> EXERCISE DETAILS
Exclude the pictures, then copy all remaining records exactly.

[[ EXTRACTED DATA open ]]

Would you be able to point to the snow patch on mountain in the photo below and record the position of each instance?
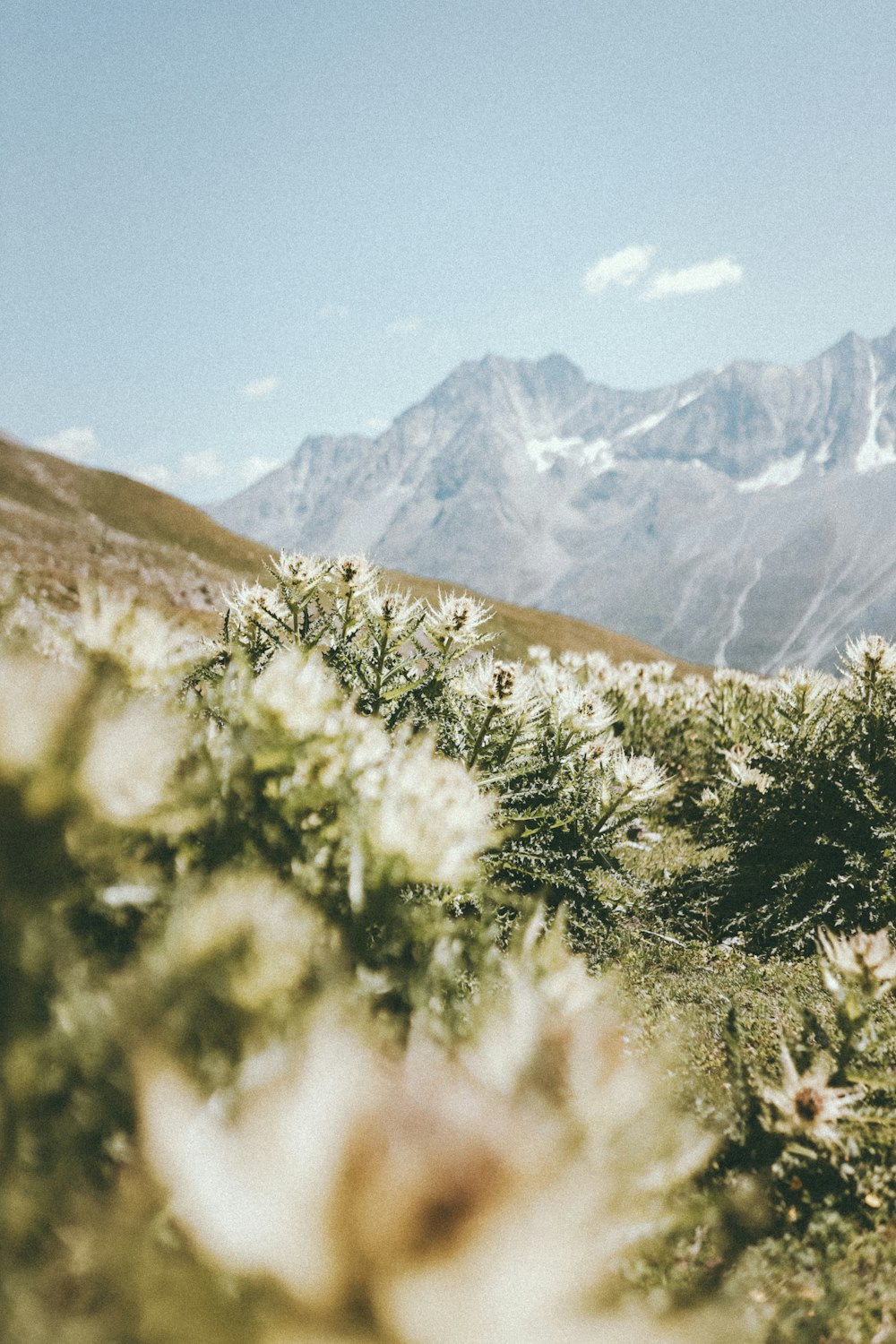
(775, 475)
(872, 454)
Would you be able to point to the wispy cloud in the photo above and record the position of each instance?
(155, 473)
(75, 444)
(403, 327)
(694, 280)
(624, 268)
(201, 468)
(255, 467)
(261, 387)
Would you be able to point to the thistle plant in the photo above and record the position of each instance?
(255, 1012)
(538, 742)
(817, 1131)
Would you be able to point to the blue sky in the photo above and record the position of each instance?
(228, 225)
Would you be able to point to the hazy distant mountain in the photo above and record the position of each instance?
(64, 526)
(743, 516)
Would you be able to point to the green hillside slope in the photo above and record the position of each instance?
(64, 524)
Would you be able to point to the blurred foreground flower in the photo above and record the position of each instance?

[[ EXTRACTED DATA closed ]]

> RESPONSE FOR THIS EXERCISE
Would you be able to point to the snow patch on mountain in the photo below and record the position of each instance?
(775, 475)
(872, 454)
Would you be able to point to the wispy cloud in the photo above and record the position of each instance?
(155, 473)
(75, 444)
(403, 327)
(694, 280)
(624, 268)
(201, 468)
(255, 467)
(261, 387)
Would you be able to point to the thistle plant in the photo above and record the position of each instance?
(255, 1012)
(538, 742)
(817, 1131)
Would you be able to point to the blue sky in the photo above and record the position of each instance?
(228, 225)
Would you be able to point to the hazy distant mountain in the photo above and record the position of each instance?
(64, 526)
(743, 516)
Would you be able to point to the green hillside slope in the photo above and record the position of each instance?
(64, 524)
Would you be able to point to the blurred foreground flower in the photo above and record the position of each instance?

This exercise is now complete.